> [Work instruction]
Print every entry exactly as it appears, but skip the pictures.

---------------

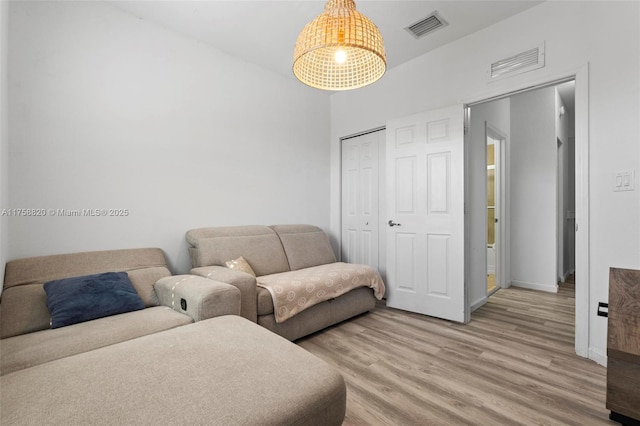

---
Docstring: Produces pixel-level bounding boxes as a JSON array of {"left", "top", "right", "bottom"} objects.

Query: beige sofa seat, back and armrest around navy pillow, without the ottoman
[{"left": 0, "top": 248, "right": 240, "bottom": 375}]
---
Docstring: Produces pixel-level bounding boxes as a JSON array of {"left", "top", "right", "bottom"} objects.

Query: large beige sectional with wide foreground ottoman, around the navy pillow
[{"left": 0, "top": 249, "right": 346, "bottom": 426}]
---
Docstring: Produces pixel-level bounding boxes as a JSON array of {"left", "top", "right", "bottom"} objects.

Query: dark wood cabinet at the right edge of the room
[{"left": 607, "top": 268, "right": 640, "bottom": 425}]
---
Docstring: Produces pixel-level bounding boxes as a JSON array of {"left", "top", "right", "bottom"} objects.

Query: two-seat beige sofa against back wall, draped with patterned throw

---------------

> [Output of the task]
---
Docstring: Produces pixel-level bounding boxes as a JSON array of {"left", "top", "right", "bottom"} objects.

Query: beige sofa seat, back and armrest around navy pillow, without the ottoman
[{"left": 0, "top": 248, "right": 240, "bottom": 375}]
---
Docstring: Produces pixel-level bounding boxes as a JSON array of {"left", "top", "right", "bottom"} objects.

Query: large beige sectional with wide foreground ottoman, around the navy pillow
[{"left": 0, "top": 249, "right": 346, "bottom": 426}]
---
Docstring: Produces pixel-level bounding boxes as a JSON array of {"left", "top", "right", "bottom"} objects.

Query: dark wood cabinet at the right edge of the room
[{"left": 607, "top": 268, "right": 640, "bottom": 425}]
---
Docstring: Produces pixel-level bounding boxes as a JSON array of {"left", "top", "right", "bottom"} objects.

Query: two-seat beige sofa against back wall, draped with patterned throw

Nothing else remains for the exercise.